▶ **WHAT THE TASK REQUIRES**
Your task is to write out exactly the lines from the line containing "trim and record integer pixel coordinates." through the end of the records, inclusive at both ends.
** start INPUT **
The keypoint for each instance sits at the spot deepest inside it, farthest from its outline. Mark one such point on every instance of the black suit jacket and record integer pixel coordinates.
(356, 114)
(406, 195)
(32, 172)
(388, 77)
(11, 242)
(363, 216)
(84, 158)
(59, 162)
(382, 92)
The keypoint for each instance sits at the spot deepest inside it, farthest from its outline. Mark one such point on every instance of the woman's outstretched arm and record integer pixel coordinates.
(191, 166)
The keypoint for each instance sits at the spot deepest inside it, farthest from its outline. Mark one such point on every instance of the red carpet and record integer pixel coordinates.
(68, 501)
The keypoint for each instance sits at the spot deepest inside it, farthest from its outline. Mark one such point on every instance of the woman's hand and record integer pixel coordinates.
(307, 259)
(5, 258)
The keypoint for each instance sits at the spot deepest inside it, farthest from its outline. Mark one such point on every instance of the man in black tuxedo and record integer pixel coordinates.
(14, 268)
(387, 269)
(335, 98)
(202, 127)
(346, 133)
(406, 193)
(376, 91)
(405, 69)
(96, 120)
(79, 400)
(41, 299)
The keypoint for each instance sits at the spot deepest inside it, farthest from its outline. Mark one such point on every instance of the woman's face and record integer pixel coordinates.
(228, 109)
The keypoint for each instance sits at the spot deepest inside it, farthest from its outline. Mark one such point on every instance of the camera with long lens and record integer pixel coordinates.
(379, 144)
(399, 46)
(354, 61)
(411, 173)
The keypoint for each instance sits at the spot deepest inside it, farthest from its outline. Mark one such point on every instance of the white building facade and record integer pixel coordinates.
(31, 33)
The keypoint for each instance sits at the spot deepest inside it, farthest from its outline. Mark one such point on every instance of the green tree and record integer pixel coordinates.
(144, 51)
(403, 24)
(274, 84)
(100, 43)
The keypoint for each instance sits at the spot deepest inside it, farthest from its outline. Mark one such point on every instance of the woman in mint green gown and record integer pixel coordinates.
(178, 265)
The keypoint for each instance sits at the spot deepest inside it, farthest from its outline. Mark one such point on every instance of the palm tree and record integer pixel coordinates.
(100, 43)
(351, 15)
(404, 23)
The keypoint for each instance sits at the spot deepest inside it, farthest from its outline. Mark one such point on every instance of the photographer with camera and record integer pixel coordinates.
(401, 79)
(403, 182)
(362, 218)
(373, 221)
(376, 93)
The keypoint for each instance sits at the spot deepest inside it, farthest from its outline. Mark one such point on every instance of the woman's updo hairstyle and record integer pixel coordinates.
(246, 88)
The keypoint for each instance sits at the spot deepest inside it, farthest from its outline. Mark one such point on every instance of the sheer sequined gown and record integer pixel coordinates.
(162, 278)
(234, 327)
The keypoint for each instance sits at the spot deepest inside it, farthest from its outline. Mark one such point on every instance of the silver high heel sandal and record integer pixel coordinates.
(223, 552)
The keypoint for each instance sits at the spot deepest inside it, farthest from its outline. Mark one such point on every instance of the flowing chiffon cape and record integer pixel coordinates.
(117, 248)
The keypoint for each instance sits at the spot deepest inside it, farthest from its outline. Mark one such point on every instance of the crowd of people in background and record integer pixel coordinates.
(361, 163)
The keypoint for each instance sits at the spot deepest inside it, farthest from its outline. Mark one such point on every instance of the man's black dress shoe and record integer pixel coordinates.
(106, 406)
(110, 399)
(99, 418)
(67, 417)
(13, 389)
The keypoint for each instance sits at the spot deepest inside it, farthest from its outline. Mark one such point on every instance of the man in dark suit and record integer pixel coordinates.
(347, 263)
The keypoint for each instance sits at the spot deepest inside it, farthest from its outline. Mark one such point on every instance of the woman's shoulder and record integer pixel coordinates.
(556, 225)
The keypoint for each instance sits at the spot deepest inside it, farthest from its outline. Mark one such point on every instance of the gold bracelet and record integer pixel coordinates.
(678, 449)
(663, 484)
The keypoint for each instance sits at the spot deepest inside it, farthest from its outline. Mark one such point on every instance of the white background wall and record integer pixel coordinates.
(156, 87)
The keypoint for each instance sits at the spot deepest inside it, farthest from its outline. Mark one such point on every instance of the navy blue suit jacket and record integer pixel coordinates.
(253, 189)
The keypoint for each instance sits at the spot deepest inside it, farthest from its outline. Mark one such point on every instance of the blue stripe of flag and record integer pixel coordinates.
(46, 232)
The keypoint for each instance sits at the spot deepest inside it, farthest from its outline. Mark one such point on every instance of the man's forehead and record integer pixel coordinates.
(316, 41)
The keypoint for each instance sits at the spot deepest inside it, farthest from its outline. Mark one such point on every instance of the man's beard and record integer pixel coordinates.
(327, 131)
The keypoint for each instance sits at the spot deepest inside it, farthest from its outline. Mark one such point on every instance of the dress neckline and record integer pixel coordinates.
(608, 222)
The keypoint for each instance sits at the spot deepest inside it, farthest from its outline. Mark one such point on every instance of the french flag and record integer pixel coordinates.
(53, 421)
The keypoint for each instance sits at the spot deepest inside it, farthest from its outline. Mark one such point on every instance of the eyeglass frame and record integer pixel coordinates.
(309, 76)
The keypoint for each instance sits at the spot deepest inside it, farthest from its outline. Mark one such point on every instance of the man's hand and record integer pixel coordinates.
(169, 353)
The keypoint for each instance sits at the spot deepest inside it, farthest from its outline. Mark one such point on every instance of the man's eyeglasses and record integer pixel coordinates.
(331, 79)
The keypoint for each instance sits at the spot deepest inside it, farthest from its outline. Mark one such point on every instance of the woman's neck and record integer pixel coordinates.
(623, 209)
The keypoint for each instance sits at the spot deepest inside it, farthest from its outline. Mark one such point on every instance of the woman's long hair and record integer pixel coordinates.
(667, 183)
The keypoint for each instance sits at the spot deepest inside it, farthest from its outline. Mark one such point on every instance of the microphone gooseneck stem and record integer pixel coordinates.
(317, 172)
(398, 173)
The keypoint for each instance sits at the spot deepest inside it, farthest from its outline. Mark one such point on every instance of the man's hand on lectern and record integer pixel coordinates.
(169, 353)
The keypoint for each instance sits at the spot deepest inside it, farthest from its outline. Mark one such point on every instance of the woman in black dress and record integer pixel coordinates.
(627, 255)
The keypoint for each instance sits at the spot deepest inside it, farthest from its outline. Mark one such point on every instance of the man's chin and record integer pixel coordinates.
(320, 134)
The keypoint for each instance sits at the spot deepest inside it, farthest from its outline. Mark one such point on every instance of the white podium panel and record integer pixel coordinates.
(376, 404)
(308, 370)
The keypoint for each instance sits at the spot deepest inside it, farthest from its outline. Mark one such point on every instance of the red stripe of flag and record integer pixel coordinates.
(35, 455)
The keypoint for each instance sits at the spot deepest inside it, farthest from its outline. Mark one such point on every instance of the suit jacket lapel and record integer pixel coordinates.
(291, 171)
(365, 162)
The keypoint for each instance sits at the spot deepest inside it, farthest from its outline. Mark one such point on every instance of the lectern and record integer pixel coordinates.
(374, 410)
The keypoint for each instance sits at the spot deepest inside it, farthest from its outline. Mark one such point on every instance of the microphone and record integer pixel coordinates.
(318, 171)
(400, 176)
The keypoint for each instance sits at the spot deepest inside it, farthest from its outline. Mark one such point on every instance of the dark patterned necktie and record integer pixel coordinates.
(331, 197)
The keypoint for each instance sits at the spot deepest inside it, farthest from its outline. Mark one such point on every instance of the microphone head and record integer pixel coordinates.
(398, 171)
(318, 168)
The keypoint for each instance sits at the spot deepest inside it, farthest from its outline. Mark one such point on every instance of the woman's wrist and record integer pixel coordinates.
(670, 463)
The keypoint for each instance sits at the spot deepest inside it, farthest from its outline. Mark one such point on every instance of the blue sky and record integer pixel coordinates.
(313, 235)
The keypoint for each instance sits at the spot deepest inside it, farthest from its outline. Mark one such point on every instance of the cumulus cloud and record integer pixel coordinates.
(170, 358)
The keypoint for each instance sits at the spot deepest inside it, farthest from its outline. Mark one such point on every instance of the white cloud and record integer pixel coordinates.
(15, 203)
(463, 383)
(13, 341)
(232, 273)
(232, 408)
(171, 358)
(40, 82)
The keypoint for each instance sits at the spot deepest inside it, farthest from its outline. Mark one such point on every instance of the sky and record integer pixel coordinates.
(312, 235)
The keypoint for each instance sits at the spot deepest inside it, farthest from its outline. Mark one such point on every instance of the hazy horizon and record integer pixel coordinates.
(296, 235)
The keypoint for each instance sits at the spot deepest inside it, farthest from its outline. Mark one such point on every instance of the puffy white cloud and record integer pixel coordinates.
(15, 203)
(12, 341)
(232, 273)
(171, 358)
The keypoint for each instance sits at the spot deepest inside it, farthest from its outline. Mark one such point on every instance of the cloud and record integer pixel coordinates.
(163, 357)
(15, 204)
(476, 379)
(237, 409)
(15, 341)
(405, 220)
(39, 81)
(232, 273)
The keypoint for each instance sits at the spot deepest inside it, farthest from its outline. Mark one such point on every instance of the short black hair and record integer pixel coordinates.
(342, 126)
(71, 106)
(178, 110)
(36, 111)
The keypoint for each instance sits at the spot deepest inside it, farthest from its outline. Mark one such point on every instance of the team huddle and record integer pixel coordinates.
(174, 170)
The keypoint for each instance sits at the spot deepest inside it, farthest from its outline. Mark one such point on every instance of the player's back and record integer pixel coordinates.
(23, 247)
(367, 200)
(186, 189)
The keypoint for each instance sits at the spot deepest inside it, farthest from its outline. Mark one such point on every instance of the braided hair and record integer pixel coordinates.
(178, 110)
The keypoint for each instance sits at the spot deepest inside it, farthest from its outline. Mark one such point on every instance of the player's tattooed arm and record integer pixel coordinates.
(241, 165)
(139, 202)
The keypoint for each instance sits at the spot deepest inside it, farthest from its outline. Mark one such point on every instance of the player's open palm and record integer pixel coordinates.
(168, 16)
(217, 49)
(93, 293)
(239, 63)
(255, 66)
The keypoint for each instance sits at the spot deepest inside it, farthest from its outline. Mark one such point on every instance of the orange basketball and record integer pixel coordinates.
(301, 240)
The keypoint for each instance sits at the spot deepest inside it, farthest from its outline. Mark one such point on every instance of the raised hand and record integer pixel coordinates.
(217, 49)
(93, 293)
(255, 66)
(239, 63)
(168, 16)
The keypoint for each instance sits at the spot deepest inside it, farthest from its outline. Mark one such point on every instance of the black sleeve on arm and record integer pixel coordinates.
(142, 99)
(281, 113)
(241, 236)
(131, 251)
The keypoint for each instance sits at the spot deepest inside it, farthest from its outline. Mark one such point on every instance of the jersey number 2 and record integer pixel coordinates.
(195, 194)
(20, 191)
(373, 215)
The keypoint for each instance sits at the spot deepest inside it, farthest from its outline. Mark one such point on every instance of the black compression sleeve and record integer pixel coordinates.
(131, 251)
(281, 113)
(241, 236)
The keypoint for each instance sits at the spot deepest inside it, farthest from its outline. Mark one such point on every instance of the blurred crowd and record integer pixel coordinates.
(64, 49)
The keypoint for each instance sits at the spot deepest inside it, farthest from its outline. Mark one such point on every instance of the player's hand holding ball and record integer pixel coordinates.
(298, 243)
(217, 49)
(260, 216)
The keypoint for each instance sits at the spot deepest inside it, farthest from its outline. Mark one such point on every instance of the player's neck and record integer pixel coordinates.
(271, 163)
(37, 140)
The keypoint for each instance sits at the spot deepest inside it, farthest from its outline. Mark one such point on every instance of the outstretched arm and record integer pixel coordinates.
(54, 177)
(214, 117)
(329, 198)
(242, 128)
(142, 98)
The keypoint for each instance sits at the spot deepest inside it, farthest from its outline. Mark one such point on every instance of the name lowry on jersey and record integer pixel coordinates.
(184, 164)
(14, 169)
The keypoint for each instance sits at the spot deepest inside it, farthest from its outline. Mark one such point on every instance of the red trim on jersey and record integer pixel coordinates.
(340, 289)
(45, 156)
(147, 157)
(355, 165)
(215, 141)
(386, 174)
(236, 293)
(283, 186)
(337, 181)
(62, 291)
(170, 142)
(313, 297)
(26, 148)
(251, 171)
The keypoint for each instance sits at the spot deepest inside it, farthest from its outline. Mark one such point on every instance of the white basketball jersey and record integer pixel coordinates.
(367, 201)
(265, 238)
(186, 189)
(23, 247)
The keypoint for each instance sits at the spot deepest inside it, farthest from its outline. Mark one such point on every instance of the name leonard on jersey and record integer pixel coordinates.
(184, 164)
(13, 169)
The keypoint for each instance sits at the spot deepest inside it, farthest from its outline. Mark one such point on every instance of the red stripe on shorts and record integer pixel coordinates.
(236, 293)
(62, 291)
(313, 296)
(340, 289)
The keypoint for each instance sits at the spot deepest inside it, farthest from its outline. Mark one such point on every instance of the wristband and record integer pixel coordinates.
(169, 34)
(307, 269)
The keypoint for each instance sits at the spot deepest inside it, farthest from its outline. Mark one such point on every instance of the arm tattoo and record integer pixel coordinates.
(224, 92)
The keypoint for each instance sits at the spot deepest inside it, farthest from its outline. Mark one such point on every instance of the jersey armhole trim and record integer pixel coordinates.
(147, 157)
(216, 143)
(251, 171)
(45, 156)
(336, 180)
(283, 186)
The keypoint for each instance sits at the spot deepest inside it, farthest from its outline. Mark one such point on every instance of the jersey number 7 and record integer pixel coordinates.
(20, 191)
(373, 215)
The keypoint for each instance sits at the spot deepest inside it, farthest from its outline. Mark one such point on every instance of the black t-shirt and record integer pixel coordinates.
** end INPUT **
▶ **SOLUTION BELOW**
The keypoint for each instance sits at the spot deepest inside it, farthest from its outline. Mark one such point on every instance of the jersey armhole trim and record integer pixel coordinates.
(147, 157)
(216, 143)
(251, 171)
(45, 156)
(336, 180)
(283, 186)
The keypoint for each instance sits at the spot deepest inside it, farthest from its outline. Mark one such point on every instance of the jersey number 7 and record integer pixel coordinates.
(20, 191)
(373, 215)
The keypoint for each instance sits at the spot deepest inside it, farthest from its outline. Mark one such point on every instance of the black t-shirt and record integer pixel coordinates.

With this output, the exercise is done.